Повернув с Успенского шоссе на Кольцевую дорогу в сторону Тушина, я обогнал колонну танков! В открытом люке головной машины стоял командир, и географическая карта в его руках особенно подчеркнула мрачную серьезность происходившего.

Я не буду дальше пересказывать события этих исторических трех дней, когда москвичи продемонстрировали, что хотят и могут бороться за свободу. Скажу только, что моя дочь, сыновья и брат больше двух суток провели в числе защитников демократии, а я подъезжал туда днем. Сын Алик, когда его кто-то уговаривал не ходить к Белому дому, сказал: «Мы всегда боялись. Теперь мы должны показать, что не боимся».

Вопреки мнению очень, к сожалению, многих я считаю, что Борис Николаевич Ельцин был спасителем новой России. Домыслы о том, что он «развалил» Советский Союз, возникали (и возникают) от незнания обстоятельств. Громадная централизованная держава, управлявшаяся из одного центра и фактически одним человеком, не могла существовать долго, она шла к неминуемому распаду. В 80-х годах продолжающиеся несколько десятилетий непомерные расходы на оборону, неэффективное производство и сельское хозяйство плюс падение цен на нефть привели страну на грань экономического краха. Золотой запас в значительной мере был израсходован, денег у государства на закупку зерна и другого продовольствия не было. Полки продуктовых магазинов были пусты, за хлебом и молоком стояли очереди (мне самому довелось стоять в этих очередях, иногда до часа).

_Задание 1_:
Назовите всех родственников, которые, согласно тексту, больше двух суток провели в числе защитников демократии.
_Задание 2_:
Пожалуйста, извлеките из текста точный фрагмент: начните с места, где стоят слова «Повернув с Успенского», и остановитесь после слов «мрачную серьезность происходившего.».
Приведённые далее записи — отдельный материал, с текстом не связанный.

_Исходные данные_:
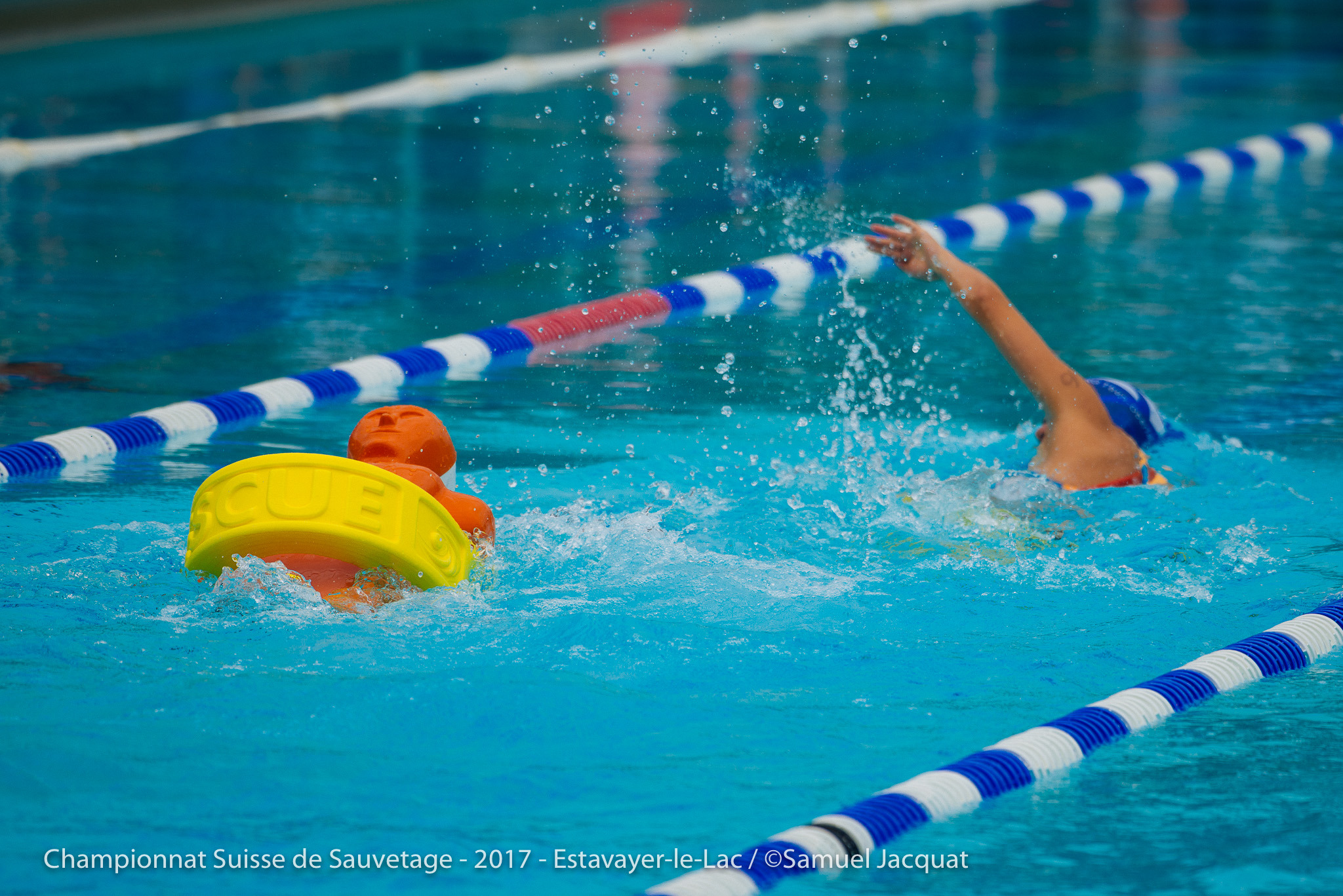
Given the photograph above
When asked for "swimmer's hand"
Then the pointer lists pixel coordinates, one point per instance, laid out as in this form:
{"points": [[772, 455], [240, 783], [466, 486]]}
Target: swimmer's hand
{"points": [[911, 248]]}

_Решение 1_:
Дочь, сыновья и брат.

_Решение 2_:
Повернув с Успенского шоссе на Кольцевую дорогу в сторону Тушина, я обогнал колонну танков! В открытом люке головной машины стоял командир, и географическая карта в его руках особенно подчеркнула мрачную серьезность происходившего.